Vaithamanidhi Perumal Temple is one among 108 Divya Desams and 9 Nava Tirupathis. The deity of the temple is Sri Vaithamanidhi Perumal (Vishnu). The deity is in reclining pose.

== Madhurakavi Alwar ==
Thirukkolur is the birthplace of Madurakavi Alwar, who is one among 12 Alwars. Madurakavi Alwar was a disciple of Nammalvar

== Excavations ==
The central government has given permission to carry out excavations at 5 places near Adichanallur including Thirukkolur to find the habitats of the ancient people. On 5 February 2023, Archeological Survey of India commenced excavation near Chera Chola Pandeeswarar Temple at Thirukkolur. Later, the archaeologists said that they are planning to expand the excavation and the excavation work will continue for one year.

== Transportation ==
=== Road ===
There is a main road which passes through Thirukkolur. This road starts from Maanattur in SH- 93 ( Alwar Thirunagari - Valliyur Highway) and ends at Palkulam Vilakku in SH - 40 ( Sengottai - Tiruchendur highway ).

* * * *

• Questions on the material
1. In the Thirukkolur text, on what date did the Archeological Survey of India start digging near Chera Chola Pandeeswarar Temple?
2. Pick up the text about Thirukkolur right after its last sentence and keep writing it.
The lines that come next have nothing to do with the text about Thirukkolur.

• Entries supplied

* * * *

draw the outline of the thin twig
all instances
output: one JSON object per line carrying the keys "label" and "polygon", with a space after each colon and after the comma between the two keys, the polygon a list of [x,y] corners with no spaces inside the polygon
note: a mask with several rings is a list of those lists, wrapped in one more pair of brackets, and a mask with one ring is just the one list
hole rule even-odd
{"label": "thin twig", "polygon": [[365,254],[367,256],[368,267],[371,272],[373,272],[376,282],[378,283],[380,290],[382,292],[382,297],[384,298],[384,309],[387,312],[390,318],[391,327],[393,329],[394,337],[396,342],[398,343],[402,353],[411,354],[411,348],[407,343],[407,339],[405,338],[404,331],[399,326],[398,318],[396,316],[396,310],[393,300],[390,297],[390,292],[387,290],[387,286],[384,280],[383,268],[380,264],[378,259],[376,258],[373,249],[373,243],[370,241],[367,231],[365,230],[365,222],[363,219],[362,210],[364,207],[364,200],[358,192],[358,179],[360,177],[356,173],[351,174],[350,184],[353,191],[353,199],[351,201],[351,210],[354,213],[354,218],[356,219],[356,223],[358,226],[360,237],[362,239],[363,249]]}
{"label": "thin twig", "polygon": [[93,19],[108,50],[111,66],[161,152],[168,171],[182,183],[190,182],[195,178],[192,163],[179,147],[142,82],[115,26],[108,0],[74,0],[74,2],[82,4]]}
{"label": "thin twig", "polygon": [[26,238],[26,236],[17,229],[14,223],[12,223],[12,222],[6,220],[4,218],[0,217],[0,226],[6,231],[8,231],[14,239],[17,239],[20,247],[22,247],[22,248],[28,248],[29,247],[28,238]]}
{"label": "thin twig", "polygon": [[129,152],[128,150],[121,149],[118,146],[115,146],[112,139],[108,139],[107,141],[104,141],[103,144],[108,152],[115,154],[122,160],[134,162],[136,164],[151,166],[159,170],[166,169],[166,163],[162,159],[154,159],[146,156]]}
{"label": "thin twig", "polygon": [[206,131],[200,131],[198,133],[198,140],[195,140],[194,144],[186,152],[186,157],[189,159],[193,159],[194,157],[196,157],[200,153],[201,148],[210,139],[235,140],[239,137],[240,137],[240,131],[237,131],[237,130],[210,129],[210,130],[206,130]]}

* * * *

• Answer list
1. On 5 February 2023.

2.
=== Railway ===
The nearest railway stations are Alwar Thirunagari (3 kilometres) and Nazareth (6 kilometres). Daily passenger trains from Tiruchendur, Thoothukudi and Tirunelveli halt in these stations. The only express train, which halts in Nazareth, is the Chendur Express.

The nearest important railway station is Tirunelveli Junction (35 kilometres).

=== Air ===
The nearest airports are

- Tuticorin Airport ( 25 kilometres )
- Trivandrum international airport ( approximately 170 kilometres ) and
- Madurai Airport ( approximately 170 kilometres)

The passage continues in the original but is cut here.